[START OF DATASET ENTRIES]
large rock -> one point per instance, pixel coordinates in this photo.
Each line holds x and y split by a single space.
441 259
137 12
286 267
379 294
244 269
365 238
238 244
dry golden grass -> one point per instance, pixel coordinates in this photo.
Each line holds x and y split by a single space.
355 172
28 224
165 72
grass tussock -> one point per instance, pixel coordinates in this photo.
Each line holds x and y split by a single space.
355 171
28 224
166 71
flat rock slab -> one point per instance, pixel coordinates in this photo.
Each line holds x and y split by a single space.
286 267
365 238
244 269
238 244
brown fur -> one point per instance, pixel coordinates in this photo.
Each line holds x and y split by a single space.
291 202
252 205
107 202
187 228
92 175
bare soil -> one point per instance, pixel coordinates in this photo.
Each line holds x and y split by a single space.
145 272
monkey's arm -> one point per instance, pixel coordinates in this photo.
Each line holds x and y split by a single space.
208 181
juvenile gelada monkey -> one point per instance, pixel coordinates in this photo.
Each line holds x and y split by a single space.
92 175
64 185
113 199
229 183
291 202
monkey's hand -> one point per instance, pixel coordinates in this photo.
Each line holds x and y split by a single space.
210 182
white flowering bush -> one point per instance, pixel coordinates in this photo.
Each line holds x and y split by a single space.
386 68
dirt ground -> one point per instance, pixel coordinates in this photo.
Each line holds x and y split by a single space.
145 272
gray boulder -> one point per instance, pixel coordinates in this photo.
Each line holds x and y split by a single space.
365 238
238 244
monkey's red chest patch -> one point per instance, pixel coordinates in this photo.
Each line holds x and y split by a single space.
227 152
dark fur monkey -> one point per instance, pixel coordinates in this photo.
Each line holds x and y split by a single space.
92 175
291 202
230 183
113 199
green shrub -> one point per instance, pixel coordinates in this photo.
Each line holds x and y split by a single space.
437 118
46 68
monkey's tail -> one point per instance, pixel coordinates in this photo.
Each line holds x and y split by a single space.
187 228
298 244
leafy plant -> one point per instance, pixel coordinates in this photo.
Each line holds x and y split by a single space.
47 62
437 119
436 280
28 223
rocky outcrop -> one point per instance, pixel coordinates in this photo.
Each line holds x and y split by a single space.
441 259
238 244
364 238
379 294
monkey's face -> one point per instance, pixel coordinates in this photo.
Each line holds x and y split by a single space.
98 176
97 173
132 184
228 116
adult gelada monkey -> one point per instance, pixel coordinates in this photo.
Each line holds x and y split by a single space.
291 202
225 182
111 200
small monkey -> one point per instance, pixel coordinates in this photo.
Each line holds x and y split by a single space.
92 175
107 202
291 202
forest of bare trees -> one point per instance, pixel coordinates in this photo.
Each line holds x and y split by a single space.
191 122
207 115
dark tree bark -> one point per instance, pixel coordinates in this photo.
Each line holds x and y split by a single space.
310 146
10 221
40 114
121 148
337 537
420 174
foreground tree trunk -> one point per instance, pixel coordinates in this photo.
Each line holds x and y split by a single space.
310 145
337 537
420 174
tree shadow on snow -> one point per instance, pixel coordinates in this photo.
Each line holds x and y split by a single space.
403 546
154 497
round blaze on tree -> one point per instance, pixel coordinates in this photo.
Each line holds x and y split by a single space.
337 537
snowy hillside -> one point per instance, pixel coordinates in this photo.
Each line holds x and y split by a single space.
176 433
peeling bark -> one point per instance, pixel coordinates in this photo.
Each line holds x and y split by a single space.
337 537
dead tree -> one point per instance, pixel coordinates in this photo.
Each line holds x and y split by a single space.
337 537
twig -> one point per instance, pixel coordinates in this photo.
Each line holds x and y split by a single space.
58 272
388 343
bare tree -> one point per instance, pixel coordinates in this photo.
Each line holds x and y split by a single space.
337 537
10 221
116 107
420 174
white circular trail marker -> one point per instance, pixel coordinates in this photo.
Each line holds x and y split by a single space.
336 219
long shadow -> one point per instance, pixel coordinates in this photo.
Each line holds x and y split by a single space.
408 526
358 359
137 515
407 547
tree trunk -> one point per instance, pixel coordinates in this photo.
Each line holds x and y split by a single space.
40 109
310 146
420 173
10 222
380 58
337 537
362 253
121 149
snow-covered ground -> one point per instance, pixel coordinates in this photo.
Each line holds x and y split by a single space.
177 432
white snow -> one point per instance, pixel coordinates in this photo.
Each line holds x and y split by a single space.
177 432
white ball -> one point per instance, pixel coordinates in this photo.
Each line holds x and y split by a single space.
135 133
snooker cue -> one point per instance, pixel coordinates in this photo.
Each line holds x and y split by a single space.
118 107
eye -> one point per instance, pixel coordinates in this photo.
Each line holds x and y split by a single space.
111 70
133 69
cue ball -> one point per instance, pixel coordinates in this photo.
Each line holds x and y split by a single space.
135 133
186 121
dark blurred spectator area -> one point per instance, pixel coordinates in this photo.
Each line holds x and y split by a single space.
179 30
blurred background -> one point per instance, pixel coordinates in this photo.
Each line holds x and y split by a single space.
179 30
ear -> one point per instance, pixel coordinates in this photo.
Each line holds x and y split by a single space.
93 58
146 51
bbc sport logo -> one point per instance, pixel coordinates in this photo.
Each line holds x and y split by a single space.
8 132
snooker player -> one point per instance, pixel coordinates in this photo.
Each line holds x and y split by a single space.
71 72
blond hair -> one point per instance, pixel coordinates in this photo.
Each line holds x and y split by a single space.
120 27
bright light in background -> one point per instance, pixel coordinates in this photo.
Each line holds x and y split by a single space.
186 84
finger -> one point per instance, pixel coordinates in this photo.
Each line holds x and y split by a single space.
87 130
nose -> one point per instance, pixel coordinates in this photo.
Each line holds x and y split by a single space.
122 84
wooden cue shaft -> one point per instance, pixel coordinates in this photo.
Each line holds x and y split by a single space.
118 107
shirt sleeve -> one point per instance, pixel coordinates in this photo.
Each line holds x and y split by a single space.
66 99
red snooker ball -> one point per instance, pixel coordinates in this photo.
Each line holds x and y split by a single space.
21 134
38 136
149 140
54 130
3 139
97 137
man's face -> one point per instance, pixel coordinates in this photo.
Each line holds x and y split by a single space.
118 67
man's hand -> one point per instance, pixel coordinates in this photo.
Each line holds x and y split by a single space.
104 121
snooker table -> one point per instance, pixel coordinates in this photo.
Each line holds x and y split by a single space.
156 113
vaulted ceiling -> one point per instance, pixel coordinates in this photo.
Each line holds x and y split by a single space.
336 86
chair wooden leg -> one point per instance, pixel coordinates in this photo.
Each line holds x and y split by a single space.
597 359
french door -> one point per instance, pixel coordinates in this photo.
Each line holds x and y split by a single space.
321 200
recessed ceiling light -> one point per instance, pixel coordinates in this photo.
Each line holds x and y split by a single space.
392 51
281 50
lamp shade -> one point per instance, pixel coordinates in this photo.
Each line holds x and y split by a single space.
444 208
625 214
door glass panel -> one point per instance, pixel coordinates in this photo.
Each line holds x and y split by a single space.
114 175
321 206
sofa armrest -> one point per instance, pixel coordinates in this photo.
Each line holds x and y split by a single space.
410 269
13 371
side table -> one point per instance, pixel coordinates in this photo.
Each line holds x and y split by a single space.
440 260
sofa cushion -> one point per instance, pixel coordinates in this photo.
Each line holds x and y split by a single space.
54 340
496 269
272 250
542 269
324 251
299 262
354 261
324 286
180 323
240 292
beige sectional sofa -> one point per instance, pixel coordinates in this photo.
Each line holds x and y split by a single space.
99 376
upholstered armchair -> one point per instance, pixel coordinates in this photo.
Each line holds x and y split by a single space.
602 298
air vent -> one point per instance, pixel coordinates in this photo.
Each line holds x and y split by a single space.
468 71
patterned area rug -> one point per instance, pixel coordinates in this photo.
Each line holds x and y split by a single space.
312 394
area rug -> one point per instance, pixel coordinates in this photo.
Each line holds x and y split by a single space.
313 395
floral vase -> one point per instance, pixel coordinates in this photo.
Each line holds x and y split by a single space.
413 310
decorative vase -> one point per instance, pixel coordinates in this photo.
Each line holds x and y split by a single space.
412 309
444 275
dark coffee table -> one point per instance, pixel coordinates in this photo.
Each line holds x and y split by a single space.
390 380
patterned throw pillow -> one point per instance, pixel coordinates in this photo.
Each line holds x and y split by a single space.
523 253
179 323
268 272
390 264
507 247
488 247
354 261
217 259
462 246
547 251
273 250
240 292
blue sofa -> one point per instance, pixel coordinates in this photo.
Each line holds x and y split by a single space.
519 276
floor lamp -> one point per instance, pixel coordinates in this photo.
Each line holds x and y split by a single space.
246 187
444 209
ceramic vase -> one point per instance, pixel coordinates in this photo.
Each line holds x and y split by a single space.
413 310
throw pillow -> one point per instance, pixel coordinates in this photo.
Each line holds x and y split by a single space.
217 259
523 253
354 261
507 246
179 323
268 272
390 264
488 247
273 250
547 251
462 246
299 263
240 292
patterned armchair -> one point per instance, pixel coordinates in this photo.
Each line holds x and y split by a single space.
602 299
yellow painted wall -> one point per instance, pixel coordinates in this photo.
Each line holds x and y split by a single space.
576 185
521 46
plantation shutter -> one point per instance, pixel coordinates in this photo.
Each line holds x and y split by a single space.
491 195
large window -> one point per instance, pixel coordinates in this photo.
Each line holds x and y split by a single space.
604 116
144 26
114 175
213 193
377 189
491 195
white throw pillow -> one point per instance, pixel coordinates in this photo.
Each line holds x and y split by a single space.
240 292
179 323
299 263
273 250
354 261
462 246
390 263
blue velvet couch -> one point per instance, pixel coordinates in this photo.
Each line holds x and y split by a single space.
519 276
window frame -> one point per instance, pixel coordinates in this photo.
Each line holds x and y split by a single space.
[END OF DATASET ENTRIES]
▸ **EXERCISE DETAILS**: Quote only the lines from the line containing "patterned armchair ->" through the end of the listing, please, keeping both the first and the last line.

▸ **ANSWER TO THE PROBLEM**:
patterned armchair -> one point per instance, pixel coordinates in this photo.
Each line holds x and y split by a single space.
602 299
yellow painted wall -> one point per instance, pixel coordinates in this photo.
Each line holds x and y split by a single space.
576 185
521 46
plantation shutter -> one point per instance, pixel coordinates in this photo.
Each line holds x and y split by a single space.
491 195
large window -> one point per instance, pixel coordinates in this photo.
Each line holds x and y split by a single space.
604 116
144 26
114 175
213 193
377 189
491 195
white throw pillow -> one point per instance, pixel coordinates in this photo.
Each line holds x and y split by a single space.
240 292
179 323
299 263
273 250
354 261
462 246
390 263
blue velvet couch -> one point per instance, pixel coordinates in this photo.
Each line holds x and y split by a single space.
519 276
window frame -> one point per instance, pixel coordinates in this photo.
Each line holds x and y split by a single space.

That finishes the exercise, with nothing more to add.